-- Written task --
Starting at the first line of the material below and stopping after the line that contains "57,256 -> 117,293", write those lines out again with "stadium seat" swapped for "folding chair" and nothing else changed.

-- Provided material --
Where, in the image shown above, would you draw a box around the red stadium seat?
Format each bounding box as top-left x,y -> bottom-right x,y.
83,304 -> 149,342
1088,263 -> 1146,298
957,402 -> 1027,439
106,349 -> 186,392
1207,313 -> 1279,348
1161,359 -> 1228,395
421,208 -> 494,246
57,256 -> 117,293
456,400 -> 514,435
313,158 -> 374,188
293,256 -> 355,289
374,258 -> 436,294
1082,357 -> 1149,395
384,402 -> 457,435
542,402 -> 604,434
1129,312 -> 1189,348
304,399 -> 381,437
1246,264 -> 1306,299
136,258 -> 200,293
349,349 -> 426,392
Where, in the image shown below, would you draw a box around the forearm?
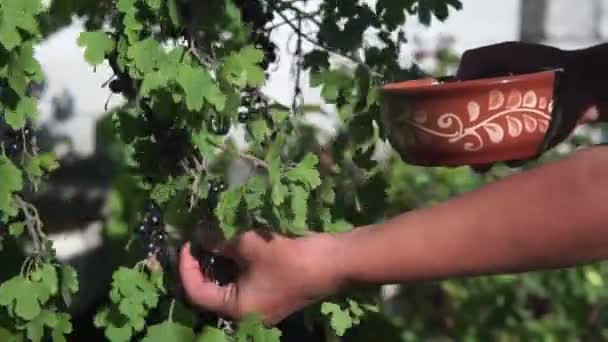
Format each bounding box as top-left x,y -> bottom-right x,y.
330,147 -> 608,283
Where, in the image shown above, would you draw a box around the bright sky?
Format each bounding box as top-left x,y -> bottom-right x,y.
37,0 -> 519,153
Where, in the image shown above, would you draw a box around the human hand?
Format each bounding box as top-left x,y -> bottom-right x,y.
456,42 -> 599,171
179,231 -> 341,325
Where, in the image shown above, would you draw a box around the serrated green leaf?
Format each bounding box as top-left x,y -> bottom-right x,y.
270,109 -> 289,124
321,302 -> 353,336
0,0 -> 44,51
150,176 -> 190,204
127,38 -> 167,75
323,220 -> 354,233
142,322 -> 195,342
105,324 -> 133,342
177,64 -> 226,111
0,327 -> 23,342
286,153 -> 321,190
167,0 -> 182,27
215,187 -> 243,239
140,70 -> 169,96
25,152 -> 59,179
249,119 -> 272,142
236,314 -> 281,342
8,222 -> 25,238
31,263 -> 59,296
78,31 -> 114,66
222,45 -> 264,87
26,310 -> 57,342
290,185 -> 310,234
0,277 -> 50,321
146,0 -> 162,11
51,313 -> 73,342
244,176 -> 268,210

-- Finished task --
Where, in the image shown above, would you draw a box around the red folding chair?
Format each bounding box as top-left x,y -> bottom-right x,y.
83,304 -> 149,342
1088,263 -> 1146,298
957,402 -> 1027,439
106,349 -> 186,392
1207,313 -> 1279,348
1161,359 -> 1228,395
421,208 -> 494,246
57,256 -> 117,293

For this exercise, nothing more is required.